▶ **TASK REQUIREMENTS**: Count the lines in the data below that contain the string "baseboard", with case treated as significant. Give only the number.

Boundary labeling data

----------------

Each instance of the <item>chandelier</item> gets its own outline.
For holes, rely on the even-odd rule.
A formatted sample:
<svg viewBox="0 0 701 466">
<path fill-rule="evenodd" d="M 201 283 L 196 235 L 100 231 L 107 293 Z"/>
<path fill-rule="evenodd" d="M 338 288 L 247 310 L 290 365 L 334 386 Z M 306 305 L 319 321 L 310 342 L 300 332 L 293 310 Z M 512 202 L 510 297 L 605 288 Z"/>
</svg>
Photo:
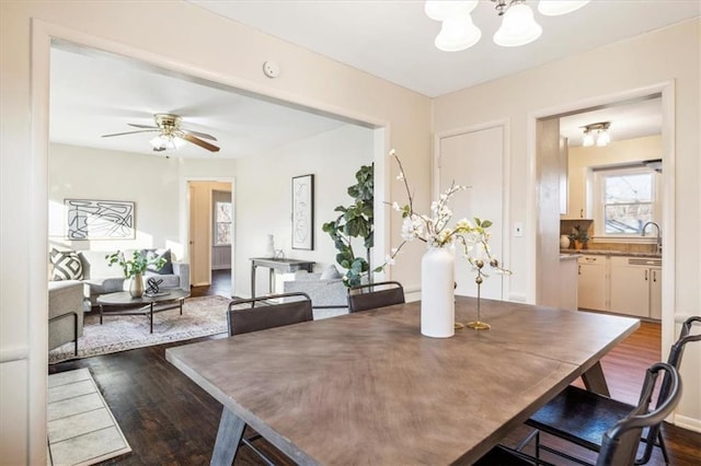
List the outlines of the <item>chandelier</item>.
<svg viewBox="0 0 701 466">
<path fill-rule="evenodd" d="M 503 47 L 518 47 L 536 40 L 543 30 L 533 18 L 533 11 L 525 0 L 491 0 L 502 16 L 502 26 L 494 34 L 494 42 Z M 538 11 L 545 16 L 558 16 L 575 11 L 589 0 L 540 0 Z M 428 0 L 424 7 L 426 15 L 440 21 L 443 26 L 436 36 L 436 47 L 445 51 L 458 51 L 472 47 L 482 37 L 482 32 L 472 22 L 472 10 L 478 0 Z"/>
<path fill-rule="evenodd" d="M 593 123 L 590 125 L 582 126 L 584 129 L 584 136 L 582 137 L 582 145 L 590 148 L 591 145 L 604 147 L 611 142 L 611 135 L 609 128 L 610 121 Z"/>
</svg>

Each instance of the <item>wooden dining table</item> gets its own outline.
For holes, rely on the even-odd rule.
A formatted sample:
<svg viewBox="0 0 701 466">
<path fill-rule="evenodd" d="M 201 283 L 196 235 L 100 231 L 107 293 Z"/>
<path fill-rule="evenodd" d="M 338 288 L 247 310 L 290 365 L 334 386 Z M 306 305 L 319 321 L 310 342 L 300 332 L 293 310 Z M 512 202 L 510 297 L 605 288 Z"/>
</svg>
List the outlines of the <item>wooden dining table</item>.
<svg viewBox="0 0 701 466">
<path fill-rule="evenodd" d="M 456 321 L 475 317 L 458 298 Z M 231 464 L 244 424 L 302 465 L 470 464 L 577 377 L 606 392 L 601 357 L 640 325 L 491 300 L 481 317 L 491 329 L 424 337 L 415 302 L 165 357 L 223 405 L 211 464 Z"/>
</svg>

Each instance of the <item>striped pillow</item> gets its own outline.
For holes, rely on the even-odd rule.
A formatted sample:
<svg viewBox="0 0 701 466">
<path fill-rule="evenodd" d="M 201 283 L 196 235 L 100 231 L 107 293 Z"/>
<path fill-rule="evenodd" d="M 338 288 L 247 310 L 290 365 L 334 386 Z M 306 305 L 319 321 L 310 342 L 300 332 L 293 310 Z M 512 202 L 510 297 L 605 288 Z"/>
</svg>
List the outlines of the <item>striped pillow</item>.
<svg viewBox="0 0 701 466">
<path fill-rule="evenodd" d="M 54 280 L 83 279 L 83 265 L 74 251 L 51 249 L 49 259 L 54 265 Z"/>
</svg>

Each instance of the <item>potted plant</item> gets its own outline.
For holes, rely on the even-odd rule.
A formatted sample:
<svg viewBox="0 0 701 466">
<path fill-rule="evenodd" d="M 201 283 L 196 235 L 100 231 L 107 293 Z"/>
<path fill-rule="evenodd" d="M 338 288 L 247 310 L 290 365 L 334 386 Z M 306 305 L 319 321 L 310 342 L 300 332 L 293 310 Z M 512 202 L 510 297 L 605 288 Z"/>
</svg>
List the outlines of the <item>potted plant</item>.
<svg viewBox="0 0 701 466">
<path fill-rule="evenodd" d="M 105 256 L 110 267 L 117 264 L 124 271 L 124 278 L 130 279 L 129 293 L 133 298 L 141 298 L 143 295 L 143 273 L 149 266 L 153 266 L 157 269 L 163 267 L 166 263 L 164 257 L 152 256 L 149 257 L 142 251 L 134 251 L 131 258 L 127 259 L 122 251 L 107 254 Z"/>
<path fill-rule="evenodd" d="M 374 165 L 363 165 L 355 174 L 358 183 L 348 186 L 348 196 L 354 199 L 350 206 L 338 206 L 334 212 L 341 214 L 333 221 L 323 224 L 322 230 L 331 236 L 338 254 L 336 261 L 346 269 L 343 282 L 346 287 L 360 284 L 363 276 L 370 273 L 370 249 L 375 244 L 375 178 Z M 363 238 L 365 257 L 356 256 L 353 251 L 353 238 Z"/>
<path fill-rule="evenodd" d="M 589 241 L 589 235 L 586 230 L 582 230 L 579 225 L 576 225 L 572 229 L 572 233 L 570 233 L 570 241 L 574 244 L 574 248 L 579 251 L 586 246 Z"/>
</svg>

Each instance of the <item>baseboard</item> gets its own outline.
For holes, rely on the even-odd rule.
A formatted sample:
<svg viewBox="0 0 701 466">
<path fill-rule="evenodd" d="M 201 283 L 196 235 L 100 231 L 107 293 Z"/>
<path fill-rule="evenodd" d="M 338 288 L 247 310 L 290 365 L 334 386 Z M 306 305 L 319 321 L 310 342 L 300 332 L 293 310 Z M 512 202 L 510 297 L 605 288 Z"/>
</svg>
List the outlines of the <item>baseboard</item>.
<svg viewBox="0 0 701 466">
<path fill-rule="evenodd" d="M 675 415 L 675 426 L 693 432 L 701 433 L 701 419 L 689 418 L 687 416 Z"/>
</svg>

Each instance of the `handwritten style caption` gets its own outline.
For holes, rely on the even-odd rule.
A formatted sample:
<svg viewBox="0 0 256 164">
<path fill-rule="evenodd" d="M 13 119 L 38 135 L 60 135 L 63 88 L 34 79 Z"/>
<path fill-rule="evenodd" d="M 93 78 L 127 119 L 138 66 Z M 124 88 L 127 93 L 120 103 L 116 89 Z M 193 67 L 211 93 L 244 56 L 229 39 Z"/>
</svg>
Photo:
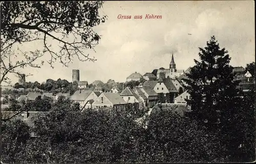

----------------

▶ **CORRECT RESPONSE**: 2